**Vorgelegter Text**
══════════════════════════════
Bereit sein zur Attacke

Corbyn Niederlagen wie die von Labour sind keine Katastrophe. Aber im Kampf gegen reaktionäre Eliten fehlt vielen Linken noch eine Erkenntnis
Ausgabe 51/2019
Die neuen Bonapartisten
Die neuen Bonapartisten

Foto: Peter Nicholls/AFP/Getty Images

Das Jahrzehnt geht zu Ende und die Linke hat den Blues: Nichts, aber auch gar nichts scheint gegen Trump und Johnson, Bolsonaro und Salvini, Kaczyński und Orbán zu wirken. Keine sanfte Strategie der Anpassung, kein kultureller Linkskurs, kein kultureller Rechtskurs, kein sozialistisches Umverteilungsprogramm, kein Green New Deal, kein Wettbewerb um die Mitte – die Linke verliert, egal wo sie antritt, egal mit wem sie ins Rennen geht. Ob mit Hillary Clinton oder Jeremy Corbyn, ob mit Martin Schulz oder Alexis Tsipras, gegen Konservative und Rechtspopulisten scheint kein Kraut gewachsen. Schon gar nicht, wenn Konservative und Rechtspopulisten ein Bündnis eingehen. So rat- und trostlos beschreibt Zeit-Redakteur Robert Pausch die Lage der Linken nach Jeremy Corbyns Niederlage gegen Boris Johnson.
══════════════════════════════
**Einträge**
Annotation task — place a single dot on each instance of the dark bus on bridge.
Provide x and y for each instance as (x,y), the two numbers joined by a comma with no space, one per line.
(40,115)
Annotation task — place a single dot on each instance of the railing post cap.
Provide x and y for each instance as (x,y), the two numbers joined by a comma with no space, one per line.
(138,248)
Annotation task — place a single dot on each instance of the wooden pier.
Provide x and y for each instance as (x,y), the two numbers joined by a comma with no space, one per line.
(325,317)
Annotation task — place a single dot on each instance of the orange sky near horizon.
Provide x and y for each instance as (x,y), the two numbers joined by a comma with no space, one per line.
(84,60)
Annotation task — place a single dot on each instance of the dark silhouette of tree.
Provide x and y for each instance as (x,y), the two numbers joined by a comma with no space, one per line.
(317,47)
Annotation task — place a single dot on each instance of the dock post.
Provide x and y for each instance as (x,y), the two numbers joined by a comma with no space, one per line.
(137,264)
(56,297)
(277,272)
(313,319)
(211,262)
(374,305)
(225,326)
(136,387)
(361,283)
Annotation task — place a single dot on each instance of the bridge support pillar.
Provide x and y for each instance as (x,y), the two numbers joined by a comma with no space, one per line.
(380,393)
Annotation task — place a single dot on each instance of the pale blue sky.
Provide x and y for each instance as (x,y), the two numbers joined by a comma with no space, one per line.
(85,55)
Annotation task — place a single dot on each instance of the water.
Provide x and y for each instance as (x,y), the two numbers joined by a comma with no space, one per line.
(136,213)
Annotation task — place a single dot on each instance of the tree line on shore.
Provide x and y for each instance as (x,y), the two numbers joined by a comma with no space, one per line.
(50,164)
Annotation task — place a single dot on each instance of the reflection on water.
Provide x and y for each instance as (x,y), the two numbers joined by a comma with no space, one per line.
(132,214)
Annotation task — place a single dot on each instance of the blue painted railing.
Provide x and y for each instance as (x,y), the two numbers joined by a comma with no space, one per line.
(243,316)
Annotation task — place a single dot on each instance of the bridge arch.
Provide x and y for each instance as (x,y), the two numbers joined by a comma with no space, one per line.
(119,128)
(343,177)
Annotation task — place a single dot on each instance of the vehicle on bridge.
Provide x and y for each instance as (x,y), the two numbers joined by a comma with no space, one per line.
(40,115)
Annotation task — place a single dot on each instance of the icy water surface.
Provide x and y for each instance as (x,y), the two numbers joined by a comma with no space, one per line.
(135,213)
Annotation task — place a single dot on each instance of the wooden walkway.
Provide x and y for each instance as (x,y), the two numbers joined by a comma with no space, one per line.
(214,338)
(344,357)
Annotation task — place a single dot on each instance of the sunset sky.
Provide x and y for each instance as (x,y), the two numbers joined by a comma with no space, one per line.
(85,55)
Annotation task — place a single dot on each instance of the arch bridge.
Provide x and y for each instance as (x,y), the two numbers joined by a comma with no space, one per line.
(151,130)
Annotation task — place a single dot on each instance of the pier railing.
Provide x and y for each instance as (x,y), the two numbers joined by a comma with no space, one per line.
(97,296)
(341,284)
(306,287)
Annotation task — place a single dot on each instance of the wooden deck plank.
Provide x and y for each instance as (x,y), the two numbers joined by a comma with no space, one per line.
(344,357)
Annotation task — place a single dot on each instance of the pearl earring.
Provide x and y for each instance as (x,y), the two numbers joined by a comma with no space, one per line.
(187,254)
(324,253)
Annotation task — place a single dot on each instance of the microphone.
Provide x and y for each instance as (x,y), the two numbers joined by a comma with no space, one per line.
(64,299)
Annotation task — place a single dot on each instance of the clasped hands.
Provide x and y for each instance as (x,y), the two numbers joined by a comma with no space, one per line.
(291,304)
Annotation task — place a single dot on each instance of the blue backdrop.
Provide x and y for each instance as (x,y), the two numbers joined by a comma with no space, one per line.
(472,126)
══════════════════════════════
**Aufgabenstellung**
(1) Gib aus dem Text zur Lage der Linken den Abschnitt wortgetreu erneut wieder, beginnend bei „Foto: Peter Nicholls/AFP/Getty“ und endend nach „gegen Boris Johnson.“.
(2) Wer beschreibt laut dem Text zur Lage der Linken die Situation nach Jeremy Corbyns Niederlage gegen Boris Johnson?
(3) Führe den Text zur Lage der Linken im Anschluss an seinen letzten Satz weiter.

**Antworten**
(1)
Foto: Peter Nicholls/AFP/Getty Images

Das Jahrzehnt geht zu Ende und die Linke hat den Blues: Nichts, aber auch gar nichts scheint gegen Trump und Johnson, Bolsonaro und Salvini, Kaczyński und Orbán zu wirken. Keine sanfte Strategie der Anpassung, kein kultureller Linkskurs, kein kultureller Rechtskurs, kein sozialistisches Umverteilungsprogramm, kein Green New Deal, kein Wettbewerb um die Mitte – die Linke verliert, egal wo sie antritt, egal mit wem sie ins Rennen geht. Ob mit Hillary Clinton oder Jeremy Corbyn, ob mit Martin Schulz oder Alexis Tsipras, gegen Konservative und Rechtspopulisten scheint kein Kraut gewachsen. Schon gar nicht, wenn Konservative und Rechtspopulisten ein Bündnis eingehen. So rat- und trostlos beschreibt Zeit-Redakteur Robert Pausch die Lage der Linken nach Jeremy Corbyns Niederlage gegen Boris Johnson.

(2) Zeit-Redakteur Robert Pausch.

(3)
Doch er spart ein paar wichtige Dinge aus. Weder berücksichtigt er die politisch-ökonomische Entwicklung in den betroffenen Ländern noch analysiert er die Kräfte, die eine links-grüne Politik um jeden Preis verhindern wollen. Ohne die Einbeziehung dieser „Randbedingungen“ aber ist seine Analyse wertlos. Denn ohne sie bleibt die Bewertung linker Erfolgschancen eine Sache des bloßen Gefühls. Die einen werden glauben, mit „Rezepten aus der sozialistischen Mottenkiste“ sei kein Blumentopf zu gewinnen, die anderen werden behaupten, der Kandidat war der unbeliebteste seit der Steinzeit, und die dritten werden die Konzentration auf Minderheitenthemen verurteilen. All das dupliziert nur die Ratlosigkeit und verstärkt die Depression.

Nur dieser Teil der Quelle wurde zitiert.